Aufgaben ▸
A) Beantworten Sie anhand des Textauszugs zur Selbstversicherung nach § 18a ASVG folgende Fragen:
(i) Durch welche Novellierung mit welcher Fundstelle im Bundesgesetzblatt wurde die Rechtslage laut dem ersten Absatz geändert?
(ii) Welche Entscheidung des VwGH wird mit Datum und Geschäftszahl angeführt?
(iii) Worin zeigt sich laut dem letzten Absatz insbesondere die Notwendigkeit der kontinuierlichen persönlichen Unterstützung und besonderen Fürsorge?
B) Schreiben Sie den Textauszug zur Selbstversicherung nach § 18a ASVG im Anschluss an seinen letzten Satz weiter.

Textauszug ▸

Da dem Gesetzgeber nicht zugesonnen werden kann, dass er mit der Novellierung durch das SVAG, BGBl. I Nr. 2/2015, von der Rechtslage abgehen wollte, wonach bei Erfüllung eines der Tatbestände der Ziffern 1 bis 3 des § 18a Abs. 3 ASVG die gesetzliche Vermutung einer "gänzlichen Beanspruchung" der Arbeitskraft eintritt (zumal eine solche Konsequenz auch den auf eine Weiterentwicklung des Rechtsinstituts nach § 18a ASVG abzielenden Motiven des Gesetzgebers zuwiderliefe), tritt in diesen Fällen - kraft Größenschlusses - jedenfalls auch hinsichtlich der nunmehr normierten "überwiegenden" Beanspruchung der Arbeitskraft eine derartige - das Erfordernis einer näheren Untersuchung beim Betreuenden anfallender Pflegeleistungen ausschließende - gesetzliche Vermutung ein. Voraussetzung ist jedoch auch für die Beurteilung anderer als der in den drei Ziffern des § 18a Abs. 3 ASVG ausdrücklich genannten Situationen, dass der sich aus der Behinderung des Kindes ergebende objektive Betreuungsbedarf des Kindes dem einer "ständigen persönlichen Hilfe und besonderen Pflege" nach Umfang und Art gleichkommt. Dabei kann die tatsächliche Inanspruchnahme der die Selbstversicherung beanspruchenden Person einbezogen werden (vgl. VwGH vom 17.10.2023, Ra 2021/08/0142).
3.2.8. Wie beweiswürdigend dargelegt, ergibt sich in einer Gesamtschau, dass die von der Beschwerdeführerin und den Angaben des zeugenschaftlich einvernommenen Rechtsvertreters beschriebenen Betreuungsmaßnahmen im Hinblick auf die besonderen Bedürfnisse ihres Sohnes als erforderlich anzusehen sind, um ihm eine altersgerechte körperliche und psychische Entwicklung zu ermöglichen.
Die Notwendigkeit der kontinuierlichen persönlichen Unterstützung und besonderen Fürsorge zeigt sich insbesondere – wie festgestellt und gewürdigt – in der Strukturierung eines altersangemessenen Tagesablaufs, sowie in der umfassenden Begleitung bei der Bewältigung des Alltags und des schulischen Umfelds.

Dargestelltes Material ▸
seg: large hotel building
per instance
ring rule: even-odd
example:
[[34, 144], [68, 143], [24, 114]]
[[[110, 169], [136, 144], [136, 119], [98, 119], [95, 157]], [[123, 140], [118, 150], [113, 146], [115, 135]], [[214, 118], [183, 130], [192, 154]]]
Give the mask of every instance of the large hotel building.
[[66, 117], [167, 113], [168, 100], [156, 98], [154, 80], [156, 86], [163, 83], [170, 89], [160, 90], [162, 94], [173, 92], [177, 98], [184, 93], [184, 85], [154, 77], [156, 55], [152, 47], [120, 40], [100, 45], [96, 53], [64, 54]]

Lösungen ▸
A)
(i) Durch das SVAG, BGBl. I Nr. 2/2015.
(ii) VwGH vom 17.10.2023, Ra 2021/08/0142.
(iii) In der Strukturierung eines altersangemessenen Tagesablaufs sowie in der umfassenden Begleitung bei der Bewältigung des Alltags und des schulischen Umfelds.

B)
Es ist daher im Sinne der obigen Feststellungen und beweiswürdigenden Ausführungen davon auszugehen, dass der Sohn der Beschwerdeführerin behinderungsbedingt ständige persönliche Hilfe und besondere Pflege benötigt und das Kind bei Unterbleiben dieser Pflegeleistungen im Verhältnis zu einem ähnlich behinderten, jedoch betreuten Kind benachteiligt oder gefährdet wäre.
Im Ergebnis ist festzuhalten, dass ab dem 01.01.2019 ein Bedarf ständiger persönlicher Hilfe und besonderer Pflege im Sinne des § 18a Abs. 3 ASVG und eine überwiegende Beanspruchung der Arbeitskraft der Beschwerdeführerin im Sinne des § 18a Abs. 1 ASVG gegeben ist.
Die Voraussetzungen für die Selbstversicherung der Beschwerdeführerin in der Pensionsversicherung für Zeiten der Pflege ihres behinderten Kindes gemäß § 18a ASVG iVm § 669 Abs. 3 ASVG liegen daher ab dem 01.01.2019 vor.
Es war daher spruchgemäß zu entscheiden
Zu B) Unzulässigkeit der Revision:
Gemäß § 25a Abs. 1 VwGG hat das Verwaltungsgericht im Spruch seines Erkenntnisses oder Beschlusses auszusprechen, ob die Revision gemäß Art. 133 Abs. 4 B-VG zulässig ist. Der Ausspruch ist kurz zu begründen.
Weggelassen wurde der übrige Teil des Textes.